• Исходный текст
Как отмечает В. В. Поликарпов, «к началу ХХ в., помимо большей части железных дорог, в казенное управление перешли такие заметные предприятия военной промышленности, как Балтийский и Обуховский заводы, а еще раньше – ряд уральских заводов; прекратилось арендование частной компанией казенного адмиралтейства в Петербурге, вскоре преобразованное в Адмиралтейский завод; провалились попытки международных групп финансистов выкупить Ижорский завод (а затем и все морские заводы); были брошены неуклюжие опыты «арендно-коммерческого» управления оружейными заводами.
«Кружение капиталов» в военной частной промышленности, – продолжает он, – представляло собой, таким образом, не только вопрос экономического, бюджетного бремени, но и крупную морально-политическую проблему. С началом мировой войны она стала источником потрясений, подрывая патриотические настроения в рабочей среде. Внимание привлекала публичная распря между правительством и оппозиционными «общественными» организациями – военно-промышленными комитетами, союзами земств и городов – из-за распределения между ними ответственности за срыв снабжения фронта и понесенные поражения. Были выставлены напоказ неспособность правительства организовать военные усилия и в то же время бессовестное извлечение чрезвычайных прибылей предпринимателями, пристроившимися к военным заказам и явно экономившими на заработной плате. Правительство само, хуже социал-демократов и эсеров, разжигало страсти, изобличая, при поддержке черносотенных агитаторов, правой печати и думских деятелей, корыстное поведение военно-промышленного предпринимательства и нахваливая военную администрацию за ее заботу о рабочих на ведомственных предприятиях».[499]
Получается, что война только ускорила процесс изъятия крупной частной собственности, ориентированной на военное или околовоенное производство, который с переменным успехом шел на протяжении многих лет. Взяв на себя обязательства по защите частных предприятий от риска потерь, государство в новых условиях, в условиях мировой войны, начало тяготиться своим патернализмом. Отсюда «распря между правительством и оппозиционными «общественными» организациями», которые так же, как и многие акционерные предприятия, существовали при поддержке того же правительства.

• Задача
Перепишите дословно фрагмент исходного текста между словами «Как отмечает В.» и «управления оружейными заводами.» включительно.

• Представленные данные

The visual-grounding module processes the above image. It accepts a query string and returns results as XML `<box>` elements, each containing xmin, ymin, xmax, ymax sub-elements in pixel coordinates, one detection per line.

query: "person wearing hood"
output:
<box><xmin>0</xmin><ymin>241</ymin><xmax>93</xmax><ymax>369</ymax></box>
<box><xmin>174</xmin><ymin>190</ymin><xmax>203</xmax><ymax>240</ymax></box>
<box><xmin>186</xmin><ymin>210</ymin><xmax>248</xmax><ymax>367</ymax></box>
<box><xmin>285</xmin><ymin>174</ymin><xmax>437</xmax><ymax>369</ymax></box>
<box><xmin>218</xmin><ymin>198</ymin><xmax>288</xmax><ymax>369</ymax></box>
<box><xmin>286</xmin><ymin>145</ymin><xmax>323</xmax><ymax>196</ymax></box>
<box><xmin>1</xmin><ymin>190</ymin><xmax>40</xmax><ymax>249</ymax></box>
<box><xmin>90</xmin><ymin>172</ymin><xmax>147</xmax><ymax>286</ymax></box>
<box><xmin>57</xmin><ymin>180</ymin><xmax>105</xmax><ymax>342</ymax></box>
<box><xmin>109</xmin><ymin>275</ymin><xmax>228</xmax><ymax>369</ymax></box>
...
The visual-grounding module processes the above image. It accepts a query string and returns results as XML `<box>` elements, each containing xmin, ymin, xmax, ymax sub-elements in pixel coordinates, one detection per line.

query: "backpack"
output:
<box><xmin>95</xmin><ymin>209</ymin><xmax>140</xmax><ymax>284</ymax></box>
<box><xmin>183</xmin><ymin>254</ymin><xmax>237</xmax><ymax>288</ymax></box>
--
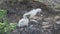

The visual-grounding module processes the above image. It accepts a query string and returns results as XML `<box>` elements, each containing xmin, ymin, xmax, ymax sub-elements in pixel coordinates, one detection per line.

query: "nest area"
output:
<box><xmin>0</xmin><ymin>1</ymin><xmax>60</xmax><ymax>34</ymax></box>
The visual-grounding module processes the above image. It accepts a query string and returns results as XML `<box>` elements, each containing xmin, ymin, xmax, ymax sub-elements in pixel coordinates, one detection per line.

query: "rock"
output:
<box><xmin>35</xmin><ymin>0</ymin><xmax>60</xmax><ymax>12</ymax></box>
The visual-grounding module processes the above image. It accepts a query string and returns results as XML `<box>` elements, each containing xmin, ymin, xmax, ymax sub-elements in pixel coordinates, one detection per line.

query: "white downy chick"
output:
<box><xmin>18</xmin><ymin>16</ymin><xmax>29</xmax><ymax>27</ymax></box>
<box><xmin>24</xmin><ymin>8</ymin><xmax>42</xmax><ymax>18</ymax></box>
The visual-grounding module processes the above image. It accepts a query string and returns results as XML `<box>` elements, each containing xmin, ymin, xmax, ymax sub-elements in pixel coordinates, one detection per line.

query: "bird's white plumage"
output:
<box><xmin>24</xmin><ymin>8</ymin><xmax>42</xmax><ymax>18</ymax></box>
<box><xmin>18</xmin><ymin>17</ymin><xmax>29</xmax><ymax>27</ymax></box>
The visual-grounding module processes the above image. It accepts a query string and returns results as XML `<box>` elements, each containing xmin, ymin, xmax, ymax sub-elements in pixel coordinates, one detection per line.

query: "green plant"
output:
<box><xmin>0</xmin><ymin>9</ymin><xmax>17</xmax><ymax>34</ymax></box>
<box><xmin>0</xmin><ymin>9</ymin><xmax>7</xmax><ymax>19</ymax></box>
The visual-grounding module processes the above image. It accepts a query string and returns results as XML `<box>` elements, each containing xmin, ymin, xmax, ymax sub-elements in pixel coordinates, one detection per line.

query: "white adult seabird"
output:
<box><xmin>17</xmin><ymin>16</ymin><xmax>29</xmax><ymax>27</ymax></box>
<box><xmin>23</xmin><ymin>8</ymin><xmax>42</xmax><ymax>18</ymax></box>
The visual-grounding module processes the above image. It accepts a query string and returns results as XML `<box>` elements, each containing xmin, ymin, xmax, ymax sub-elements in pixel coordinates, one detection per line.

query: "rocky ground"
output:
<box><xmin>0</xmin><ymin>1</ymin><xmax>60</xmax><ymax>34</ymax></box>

• Ответ
Как отмечает В. В. Поликарпов, «к началу ХХ в., помимо большей части железных дорог, в казенное управление перешли такие заметные предприятия военной промышленности, как Балтийский и Обуховский заводы, а еще раньше – ряд уральских заводов; прекратилось арендование частной компанией казенного адмиралтейства в Петербурге, вскоре преобразованное в Адмиралтейский завод; провалились попытки международных групп финансистов выкупить Ижорский завод (а затем и все морские заводы); были брошены неуклюжие опыты «арендно-коммерческого» управления оружейными заводами.